What needs to be done
Output, word for word, every line from the start of the listing down to and including the line that contains "positive clicks: (124, 153)"; include nothing else.

Record set section start

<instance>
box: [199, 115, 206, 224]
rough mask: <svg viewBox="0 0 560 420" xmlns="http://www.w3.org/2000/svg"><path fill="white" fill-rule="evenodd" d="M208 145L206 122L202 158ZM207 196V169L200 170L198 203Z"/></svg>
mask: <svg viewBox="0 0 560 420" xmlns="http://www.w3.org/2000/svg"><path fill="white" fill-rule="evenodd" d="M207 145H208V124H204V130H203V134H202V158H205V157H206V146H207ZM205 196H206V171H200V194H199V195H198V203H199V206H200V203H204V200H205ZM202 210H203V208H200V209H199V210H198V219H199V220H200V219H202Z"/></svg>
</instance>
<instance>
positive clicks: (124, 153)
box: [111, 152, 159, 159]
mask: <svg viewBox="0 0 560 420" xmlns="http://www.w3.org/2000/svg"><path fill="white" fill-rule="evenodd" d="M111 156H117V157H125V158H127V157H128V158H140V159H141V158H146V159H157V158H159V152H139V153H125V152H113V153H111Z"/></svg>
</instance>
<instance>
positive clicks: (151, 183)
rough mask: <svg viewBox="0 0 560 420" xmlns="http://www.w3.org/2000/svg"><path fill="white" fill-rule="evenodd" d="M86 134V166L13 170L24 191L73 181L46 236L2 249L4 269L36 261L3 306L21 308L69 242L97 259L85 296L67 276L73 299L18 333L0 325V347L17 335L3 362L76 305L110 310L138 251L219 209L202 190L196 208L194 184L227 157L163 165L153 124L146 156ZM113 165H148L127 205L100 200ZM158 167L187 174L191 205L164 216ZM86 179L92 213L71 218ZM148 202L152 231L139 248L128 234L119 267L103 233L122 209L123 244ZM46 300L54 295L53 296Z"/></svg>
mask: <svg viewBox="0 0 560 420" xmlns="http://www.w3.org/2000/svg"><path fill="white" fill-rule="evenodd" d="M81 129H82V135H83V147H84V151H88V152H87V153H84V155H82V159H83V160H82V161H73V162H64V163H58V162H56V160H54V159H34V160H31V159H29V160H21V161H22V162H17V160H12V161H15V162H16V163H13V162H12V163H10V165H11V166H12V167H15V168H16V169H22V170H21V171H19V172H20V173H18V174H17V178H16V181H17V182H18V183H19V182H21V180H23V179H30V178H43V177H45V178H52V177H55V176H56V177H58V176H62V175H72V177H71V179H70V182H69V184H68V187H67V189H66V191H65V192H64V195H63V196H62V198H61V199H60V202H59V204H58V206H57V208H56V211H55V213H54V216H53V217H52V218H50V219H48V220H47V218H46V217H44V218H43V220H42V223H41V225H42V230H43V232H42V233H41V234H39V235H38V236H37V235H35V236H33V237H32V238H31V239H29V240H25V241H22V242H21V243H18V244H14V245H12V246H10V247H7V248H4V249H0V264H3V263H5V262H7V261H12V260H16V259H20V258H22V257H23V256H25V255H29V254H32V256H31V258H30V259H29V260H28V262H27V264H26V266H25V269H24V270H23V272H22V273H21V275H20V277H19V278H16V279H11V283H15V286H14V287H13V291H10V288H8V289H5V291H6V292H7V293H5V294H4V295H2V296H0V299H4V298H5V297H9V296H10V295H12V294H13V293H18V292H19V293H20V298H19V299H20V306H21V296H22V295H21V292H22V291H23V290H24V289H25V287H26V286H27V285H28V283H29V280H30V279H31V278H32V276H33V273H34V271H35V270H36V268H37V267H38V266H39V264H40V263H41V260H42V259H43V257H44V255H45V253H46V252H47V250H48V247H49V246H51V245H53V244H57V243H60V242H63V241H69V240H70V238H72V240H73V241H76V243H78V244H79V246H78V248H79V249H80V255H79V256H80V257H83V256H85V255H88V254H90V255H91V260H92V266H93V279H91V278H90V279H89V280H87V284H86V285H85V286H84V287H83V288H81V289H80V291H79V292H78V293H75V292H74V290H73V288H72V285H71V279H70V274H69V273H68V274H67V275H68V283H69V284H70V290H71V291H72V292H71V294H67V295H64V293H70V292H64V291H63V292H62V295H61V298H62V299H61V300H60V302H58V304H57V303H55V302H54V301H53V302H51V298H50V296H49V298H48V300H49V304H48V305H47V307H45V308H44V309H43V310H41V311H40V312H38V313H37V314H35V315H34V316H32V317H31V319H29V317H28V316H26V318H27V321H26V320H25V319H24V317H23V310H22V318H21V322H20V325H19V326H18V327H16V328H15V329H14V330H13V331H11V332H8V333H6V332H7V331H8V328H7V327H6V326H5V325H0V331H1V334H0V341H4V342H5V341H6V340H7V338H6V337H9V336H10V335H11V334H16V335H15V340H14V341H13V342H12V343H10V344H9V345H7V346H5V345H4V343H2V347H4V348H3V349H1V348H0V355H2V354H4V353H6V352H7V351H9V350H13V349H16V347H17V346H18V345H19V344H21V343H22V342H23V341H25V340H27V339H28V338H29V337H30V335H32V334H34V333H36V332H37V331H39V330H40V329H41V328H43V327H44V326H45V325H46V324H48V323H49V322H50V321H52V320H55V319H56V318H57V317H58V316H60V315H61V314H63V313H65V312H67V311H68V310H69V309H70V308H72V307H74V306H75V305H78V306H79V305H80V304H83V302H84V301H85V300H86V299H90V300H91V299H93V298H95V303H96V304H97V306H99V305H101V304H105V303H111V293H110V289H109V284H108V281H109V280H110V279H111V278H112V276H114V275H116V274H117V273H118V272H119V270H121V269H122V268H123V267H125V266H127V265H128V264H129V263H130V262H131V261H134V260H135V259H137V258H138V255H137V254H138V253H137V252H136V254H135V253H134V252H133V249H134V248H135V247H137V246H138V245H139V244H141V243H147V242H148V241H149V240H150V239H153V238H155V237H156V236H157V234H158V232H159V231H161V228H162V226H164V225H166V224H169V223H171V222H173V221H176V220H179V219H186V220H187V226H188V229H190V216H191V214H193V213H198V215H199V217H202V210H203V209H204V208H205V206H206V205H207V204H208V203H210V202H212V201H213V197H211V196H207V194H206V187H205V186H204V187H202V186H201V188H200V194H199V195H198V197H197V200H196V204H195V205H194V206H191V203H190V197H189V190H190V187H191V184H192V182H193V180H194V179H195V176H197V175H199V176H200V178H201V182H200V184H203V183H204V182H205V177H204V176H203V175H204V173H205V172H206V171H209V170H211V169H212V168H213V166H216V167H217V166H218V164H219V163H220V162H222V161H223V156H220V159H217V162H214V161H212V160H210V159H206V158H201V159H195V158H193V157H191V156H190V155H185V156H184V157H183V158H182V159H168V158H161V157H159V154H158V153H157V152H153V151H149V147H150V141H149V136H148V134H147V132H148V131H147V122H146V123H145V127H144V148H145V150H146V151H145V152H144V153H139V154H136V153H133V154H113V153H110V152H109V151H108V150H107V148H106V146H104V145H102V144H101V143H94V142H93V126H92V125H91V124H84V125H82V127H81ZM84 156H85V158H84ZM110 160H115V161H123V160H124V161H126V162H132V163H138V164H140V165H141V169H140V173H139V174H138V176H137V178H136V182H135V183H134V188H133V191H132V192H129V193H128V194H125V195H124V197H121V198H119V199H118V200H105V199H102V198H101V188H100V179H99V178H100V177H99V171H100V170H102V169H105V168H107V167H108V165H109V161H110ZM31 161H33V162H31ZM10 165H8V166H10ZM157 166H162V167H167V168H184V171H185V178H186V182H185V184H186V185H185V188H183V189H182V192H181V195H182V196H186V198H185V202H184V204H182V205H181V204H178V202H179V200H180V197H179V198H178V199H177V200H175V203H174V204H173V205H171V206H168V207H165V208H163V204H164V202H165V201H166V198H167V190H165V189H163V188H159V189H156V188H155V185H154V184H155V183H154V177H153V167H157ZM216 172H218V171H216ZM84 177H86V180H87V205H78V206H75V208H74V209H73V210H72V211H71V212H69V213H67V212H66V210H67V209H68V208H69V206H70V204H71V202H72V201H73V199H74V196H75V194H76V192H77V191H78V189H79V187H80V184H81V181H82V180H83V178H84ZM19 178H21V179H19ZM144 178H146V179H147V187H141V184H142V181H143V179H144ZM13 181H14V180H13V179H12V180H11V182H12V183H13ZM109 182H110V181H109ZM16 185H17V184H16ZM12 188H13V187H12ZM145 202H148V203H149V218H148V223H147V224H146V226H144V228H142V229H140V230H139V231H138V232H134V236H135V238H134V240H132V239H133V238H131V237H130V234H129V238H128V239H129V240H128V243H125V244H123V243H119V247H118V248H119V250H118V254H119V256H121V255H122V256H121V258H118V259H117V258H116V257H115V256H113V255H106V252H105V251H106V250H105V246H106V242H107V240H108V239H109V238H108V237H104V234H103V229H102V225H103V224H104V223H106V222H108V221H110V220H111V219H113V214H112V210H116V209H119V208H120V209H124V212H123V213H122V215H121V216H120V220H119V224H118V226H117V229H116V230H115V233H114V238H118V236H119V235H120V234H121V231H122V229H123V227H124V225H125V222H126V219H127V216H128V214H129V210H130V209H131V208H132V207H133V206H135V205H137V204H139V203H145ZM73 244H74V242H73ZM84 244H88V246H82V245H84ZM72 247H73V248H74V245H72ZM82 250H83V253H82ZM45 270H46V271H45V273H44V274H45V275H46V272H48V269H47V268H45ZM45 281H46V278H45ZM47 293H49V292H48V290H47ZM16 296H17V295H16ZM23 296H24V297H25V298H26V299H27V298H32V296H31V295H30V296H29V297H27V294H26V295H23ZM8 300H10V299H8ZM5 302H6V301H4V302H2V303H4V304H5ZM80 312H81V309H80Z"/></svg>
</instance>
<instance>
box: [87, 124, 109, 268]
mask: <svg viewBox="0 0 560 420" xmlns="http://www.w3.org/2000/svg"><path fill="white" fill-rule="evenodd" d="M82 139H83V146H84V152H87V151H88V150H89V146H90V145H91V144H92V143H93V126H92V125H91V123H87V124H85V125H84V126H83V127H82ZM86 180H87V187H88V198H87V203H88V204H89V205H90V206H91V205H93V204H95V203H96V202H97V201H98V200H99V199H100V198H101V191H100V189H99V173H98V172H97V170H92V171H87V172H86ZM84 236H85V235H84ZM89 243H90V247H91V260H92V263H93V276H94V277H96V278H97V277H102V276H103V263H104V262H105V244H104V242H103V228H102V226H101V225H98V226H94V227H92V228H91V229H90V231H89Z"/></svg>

Record set section end

Result
<instance>
box: [199, 115, 206, 224]
rough mask: <svg viewBox="0 0 560 420" xmlns="http://www.w3.org/2000/svg"><path fill="white" fill-rule="evenodd" d="M208 145L206 122L202 158ZM207 196V169L200 170L198 203Z"/></svg>
mask: <svg viewBox="0 0 560 420" xmlns="http://www.w3.org/2000/svg"><path fill="white" fill-rule="evenodd" d="M207 145H208V124H204V130H203V134H202V158H205V157H206V146H207ZM205 196H206V171H200V194H199V195H198V203H199V206H200V203H204V200H205ZM202 210H203V208H200V209H199V210H198V219H199V220H200V219H202Z"/></svg>
</instance>
<instance>
positive clicks: (124, 153)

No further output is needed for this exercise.